» The data:

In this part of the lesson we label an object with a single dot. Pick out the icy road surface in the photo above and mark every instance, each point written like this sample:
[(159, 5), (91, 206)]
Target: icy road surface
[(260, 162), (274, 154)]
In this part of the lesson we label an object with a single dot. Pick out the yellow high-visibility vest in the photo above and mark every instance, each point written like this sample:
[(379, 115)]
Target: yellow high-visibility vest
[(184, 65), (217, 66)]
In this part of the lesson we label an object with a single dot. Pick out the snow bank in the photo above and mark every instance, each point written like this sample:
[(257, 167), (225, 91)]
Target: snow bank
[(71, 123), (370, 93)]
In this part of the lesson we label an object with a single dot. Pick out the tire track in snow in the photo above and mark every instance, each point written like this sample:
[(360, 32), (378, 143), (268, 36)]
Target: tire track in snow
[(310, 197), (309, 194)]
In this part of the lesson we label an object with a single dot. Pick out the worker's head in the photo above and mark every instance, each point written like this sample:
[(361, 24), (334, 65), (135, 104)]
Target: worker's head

» Task brief:
Print every entry exactly.

» Answer section:
In this part of the lesson we label an object with a single dot. Pick out the icy road surface in the photo above and mark every instance, each point written like this sample:
[(159, 5), (91, 206)]
Target: icy road surface
[(260, 162), (274, 154)]
In this part of the lesson we label an object with a single dot. Pick out the yellow high-visibility vest in the photo above and mark every instance, each point written like this sample:
[(379, 115)]
Target: yellow high-visibility vest
[(184, 65), (217, 66)]
In this part of the lesson we label an object with a single dot. Pick out the snow bank in the photo above and mark every instance, each point written like this sample:
[(257, 167), (225, 91)]
Target: snow bank
[(71, 123), (370, 93)]
In this part of the lesson we label an object with a single dot. Pick out the tire track in snow in the photo above and mark every instance, each point written like this sample:
[(360, 32), (378, 143), (268, 36)]
Target: tire track in snow
[(310, 197), (309, 194)]
In this part of the lesson we label an object with a single dot. Pick out the worker's head in the photo above and mark every instance, each point written like this sample:
[(361, 24), (334, 65), (135, 104)]
Target: worker's head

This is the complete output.